→ Exercise data
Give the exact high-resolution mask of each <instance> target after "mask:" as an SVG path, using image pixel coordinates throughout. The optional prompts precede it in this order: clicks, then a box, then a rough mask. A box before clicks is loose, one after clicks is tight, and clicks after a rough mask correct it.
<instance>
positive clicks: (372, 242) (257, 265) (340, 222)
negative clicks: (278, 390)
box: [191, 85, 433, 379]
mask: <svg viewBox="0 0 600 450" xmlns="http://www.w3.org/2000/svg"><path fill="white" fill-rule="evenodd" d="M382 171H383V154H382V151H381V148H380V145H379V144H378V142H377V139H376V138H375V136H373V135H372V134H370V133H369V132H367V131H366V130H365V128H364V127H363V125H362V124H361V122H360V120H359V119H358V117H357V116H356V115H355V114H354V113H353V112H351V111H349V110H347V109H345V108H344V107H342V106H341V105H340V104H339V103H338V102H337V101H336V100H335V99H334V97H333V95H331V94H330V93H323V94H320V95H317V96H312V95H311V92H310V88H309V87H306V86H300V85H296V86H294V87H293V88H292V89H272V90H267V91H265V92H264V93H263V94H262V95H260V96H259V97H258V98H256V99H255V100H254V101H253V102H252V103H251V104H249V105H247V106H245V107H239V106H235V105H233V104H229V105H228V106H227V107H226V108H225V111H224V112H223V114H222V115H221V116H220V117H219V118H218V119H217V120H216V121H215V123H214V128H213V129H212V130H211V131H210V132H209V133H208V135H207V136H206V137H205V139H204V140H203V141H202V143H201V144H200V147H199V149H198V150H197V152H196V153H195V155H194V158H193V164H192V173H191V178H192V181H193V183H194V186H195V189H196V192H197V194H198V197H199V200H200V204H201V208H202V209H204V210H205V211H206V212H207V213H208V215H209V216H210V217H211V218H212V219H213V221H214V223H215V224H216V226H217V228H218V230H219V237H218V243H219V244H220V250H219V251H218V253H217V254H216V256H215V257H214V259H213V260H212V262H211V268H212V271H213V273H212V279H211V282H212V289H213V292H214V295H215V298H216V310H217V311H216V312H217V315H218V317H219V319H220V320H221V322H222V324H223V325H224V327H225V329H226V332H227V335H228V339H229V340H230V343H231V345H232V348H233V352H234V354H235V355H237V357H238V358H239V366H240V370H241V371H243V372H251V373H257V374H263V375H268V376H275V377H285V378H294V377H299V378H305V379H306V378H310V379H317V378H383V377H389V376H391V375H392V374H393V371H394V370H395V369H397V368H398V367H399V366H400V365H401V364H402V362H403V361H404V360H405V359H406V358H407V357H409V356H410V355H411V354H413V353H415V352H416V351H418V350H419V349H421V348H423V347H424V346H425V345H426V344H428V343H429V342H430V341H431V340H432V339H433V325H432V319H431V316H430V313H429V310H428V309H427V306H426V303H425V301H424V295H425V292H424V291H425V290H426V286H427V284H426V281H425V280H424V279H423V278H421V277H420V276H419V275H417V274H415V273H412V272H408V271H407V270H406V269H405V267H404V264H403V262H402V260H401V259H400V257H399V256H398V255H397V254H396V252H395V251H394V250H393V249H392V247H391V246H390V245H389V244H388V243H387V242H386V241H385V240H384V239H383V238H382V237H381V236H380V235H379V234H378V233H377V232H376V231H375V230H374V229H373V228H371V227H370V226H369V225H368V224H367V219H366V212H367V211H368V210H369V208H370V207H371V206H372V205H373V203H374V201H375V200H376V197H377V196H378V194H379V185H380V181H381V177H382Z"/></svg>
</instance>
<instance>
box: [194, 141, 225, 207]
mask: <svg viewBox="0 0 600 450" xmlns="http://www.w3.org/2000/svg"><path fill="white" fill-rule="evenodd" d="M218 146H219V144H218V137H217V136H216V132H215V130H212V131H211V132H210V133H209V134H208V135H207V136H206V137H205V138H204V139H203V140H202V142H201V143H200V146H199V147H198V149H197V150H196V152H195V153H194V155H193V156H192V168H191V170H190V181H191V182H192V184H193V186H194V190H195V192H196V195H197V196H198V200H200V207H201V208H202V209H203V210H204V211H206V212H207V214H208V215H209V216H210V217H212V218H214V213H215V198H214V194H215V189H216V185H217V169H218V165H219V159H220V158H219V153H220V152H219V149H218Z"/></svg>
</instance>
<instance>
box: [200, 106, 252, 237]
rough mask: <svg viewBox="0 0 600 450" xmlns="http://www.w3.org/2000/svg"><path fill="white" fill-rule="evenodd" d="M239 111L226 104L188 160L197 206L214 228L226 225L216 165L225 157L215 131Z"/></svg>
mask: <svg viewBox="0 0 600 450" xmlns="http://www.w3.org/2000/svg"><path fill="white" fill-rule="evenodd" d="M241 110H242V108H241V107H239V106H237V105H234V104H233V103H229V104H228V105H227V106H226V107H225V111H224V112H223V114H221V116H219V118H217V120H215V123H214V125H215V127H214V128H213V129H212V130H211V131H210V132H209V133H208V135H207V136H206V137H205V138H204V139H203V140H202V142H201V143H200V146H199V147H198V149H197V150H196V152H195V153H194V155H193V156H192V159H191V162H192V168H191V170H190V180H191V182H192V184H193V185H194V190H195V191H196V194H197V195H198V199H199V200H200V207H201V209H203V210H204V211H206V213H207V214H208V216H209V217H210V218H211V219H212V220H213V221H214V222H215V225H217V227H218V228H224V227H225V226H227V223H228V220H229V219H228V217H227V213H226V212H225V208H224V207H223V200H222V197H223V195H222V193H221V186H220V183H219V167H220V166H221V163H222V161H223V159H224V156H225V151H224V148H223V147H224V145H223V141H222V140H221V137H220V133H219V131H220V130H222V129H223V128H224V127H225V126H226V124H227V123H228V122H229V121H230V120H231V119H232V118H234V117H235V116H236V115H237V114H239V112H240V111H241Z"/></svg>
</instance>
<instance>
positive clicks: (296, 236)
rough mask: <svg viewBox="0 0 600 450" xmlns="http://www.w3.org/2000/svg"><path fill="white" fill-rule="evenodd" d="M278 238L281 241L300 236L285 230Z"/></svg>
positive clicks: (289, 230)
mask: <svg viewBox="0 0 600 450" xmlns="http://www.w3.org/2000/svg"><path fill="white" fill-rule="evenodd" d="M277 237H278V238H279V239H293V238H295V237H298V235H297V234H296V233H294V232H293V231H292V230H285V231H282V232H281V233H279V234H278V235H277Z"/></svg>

→ Your task
Transcribe the material above. Change nothing in it.

→ Solution for this exercise
Give the exact high-resolution mask of each <instance> target after "mask:" as an SVG path, using image pixel coordinates throughout. The optional prompts precede it in this order: clicks, then a box, then a rough mask. A box before clicks is loose, one after clicks is tight, and clicks after a rough mask correct it.
<instance>
positive clicks: (372, 242) (257, 265) (340, 222)
negative clicks: (278, 390)
box: [191, 85, 433, 379]
mask: <svg viewBox="0 0 600 450" xmlns="http://www.w3.org/2000/svg"><path fill="white" fill-rule="evenodd" d="M382 171H383V154H382V151H381V148H380V145H379V144H378V142H377V139H376V138H375V136H373V135H372V134H370V133H369V132H367V131H366V130H365V128H364V127H363V125H362V124H361V122H360V120H359V119H358V117H357V116H356V115H355V114H354V113H353V112H351V111H349V110H347V109H345V108H344V107H342V106H341V105H340V104H339V103H338V102H337V101H336V100H335V99H334V97H333V95H331V94H330V93H323V94H320V95H317V96H312V95H311V92H310V88H309V87H306V86H300V85H296V86H294V87H293V88H292V89H272V90H267V91H265V92H264V93H263V94H262V95H260V96H259V97H258V98H256V99H255V100H254V101H253V102H252V103H251V104H249V105H247V106H245V107H239V106H235V105H233V104H229V105H228V106H227V107H226V108H225V111H224V112H223V114H222V115H221V116H220V117H219V118H218V119H217V120H216V121H215V123H214V128H213V129H212V130H211V131H210V132H209V133H208V135H207V136H206V137H205V139H204V140H203V141H202V143H201V144H200V147H199V149H198V150H197V152H196V153H195V155H194V158H193V164H192V173H191V178H192V181H193V183H194V186H195V189H196V192H197V194H198V197H199V200H200V204H201V208H202V209H204V210H205V211H206V212H207V213H208V215H209V216H210V217H211V218H212V219H213V221H214V223H215V224H216V226H217V228H218V230H219V237H218V243H219V244H220V250H219V251H218V253H217V254H216V256H215V257H214V259H213V260H212V262H211V268H212V271H213V273H212V279H211V282H212V289H213V292H214V295H215V298H216V310H217V311H216V312H217V315H218V317H219V319H220V320H221V322H222V324H223V325H224V327H225V329H226V332H227V335H228V339H229V340H230V343H231V345H232V348H233V352H234V354H235V355H237V357H238V358H239V366H240V370H241V371H243V372H251V373H257V374H263V375H268V376H275V377H285V378H294V377H299V378H305V379H306V378H310V379H317V378H383V377H389V376H391V375H392V374H393V371H394V370H395V369H397V368H398V367H399V366H400V365H401V364H402V362H403V361H404V360H405V359H406V358H407V357H409V356H410V355H411V354H413V353H415V352H416V351H418V350H419V349H421V348H423V347H424V346H425V345H426V344H428V343H429V342H430V341H431V340H432V339H433V325H432V319H431V316H430V313H429V310H428V309H427V306H426V303H425V301H424V295H425V292H424V291H425V290H426V286H427V284H426V281H425V280H424V279H423V278H421V277H420V276H419V275H417V274H415V273H412V272H408V271H407V270H406V269H405V267H404V264H403V262H402V260H401V259H400V257H399V256H398V255H397V254H396V252H395V251H394V250H393V249H392V247H391V246H390V245H389V244H388V243H387V242H386V241H385V240H384V239H383V238H382V237H381V236H380V235H379V234H378V233H377V232H376V231H375V230H374V229H373V228H371V227H370V226H369V225H368V224H367V219H366V212H367V211H368V210H369V208H370V207H371V206H372V205H373V203H374V201H375V200H376V197H377V196H378V194H379V185H380V181H381V177H382Z"/></svg>
</instance>
<instance>
box: [194, 141, 225, 207]
mask: <svg viewBox="0 0 600 450" xmlns="http://www.w3.org/2000/svg"><path fill="white" fill-rule="evenodd" d="M218 146H219V144H218V137H217V136H216V132H215V130H212V131H211V132H210V133H209V134H208V135H207V136H206V137H205V138H204V139H203V140H202V142H201V143H200V146H199V147H198V149H197V150H196V152H195V153H194V155H193V156H192V168H191V170H190V181H191V182H192V184H193V186H194V190H195V192H196V195H197V196H198V200H200V207H201V208H202V209H203V210H204V211H206V212H207V214H208V215H209V216H210V217H212V218H214V213H215V198H214V194H215V189H216V185H217V169H218V165H219V159H220V158H219V153H220V152H219V149H218Z"/></svg>
</instance>
<instance>
box: [200, 106, 252, 237]
rough mask: <svg viewBox="0 0 600 450" xmlns="http://www.w3.org/2000/svg"><path fill="white" fill-rule="evenodd" d="M239 111L226 104L188 160L197 206L214 228L226 225L216 165L225 157L215 131Z"/></svg>
mask: <svg viewBox="0 0 600 450" xmlns="http://www.w3.org/2000/svg"><path fill="white" fill-rule="evenodd" d="M241 110H242V108H241V107H239V106H237V105H234V104H233V103H229V104H228V105H227V106H226V107H225V111H224V112H223V114H221V116H219V118H217V120H215V123H214V125H215V127H214V128H213V129H212V130H211V131H210V132H209V133H208V135H207V136H206V137H205V138H204V139H203V140H202V142H201V143H200V146H199V147H198V149H197V150H196V152H195V153H194V155H193V156H192V159H191V162H192V168H191V170H190V180H191V182H192V184H193V185H194V190H195V191H196V194H197V195H198V199H199V200H200V207H201V209H203V210H204V211H206V213H207V214H208V216H209V217H210V218H211V219H212V220H213V221H214V222H215V225H217V227H218V228H224V227H225V226H227V223H228V220H229V219H228V217H227V213H226V212H225V208H224V207H223V200H222V197H223V195H222V193H221V186H220V183H219V167H220V166H221V163H222V161H223V159H224V156H225V151H224V148H223V147H224V145H223V141H222V140H221V137H220V133H219V131H220V130H222V129H223V128H224V127H225V126H226V124H227V123H228V122H229V121H230V120H231V119H232V118H234V117H235V116H236V115H237V114H239V112H240V111H241Z"/></svg>
</instance>
<instance>
positive clicks: (296, 236)
rough mask: <svg viewBox="0 0 600 450" xmlns="http://www.w3.org/2000/svg"><path fill="white" fill-rule="evenodd" d="M278 238L281 241L300 236L285 230Z"/></svg>
positive clicks: (289, 230)
mask: <svg viewBox="0 0 600 450" xmlns="http://www.w3.org/2000/svg"><path fill="white" fill-rule="evenodd" d="M277 237H278V238H279V239H293V238H295V237H298V235H297V234H296V233H294V232H293V231H292V230H285V231H282V232H281V233H279V234H278V235H277Z"/></svg>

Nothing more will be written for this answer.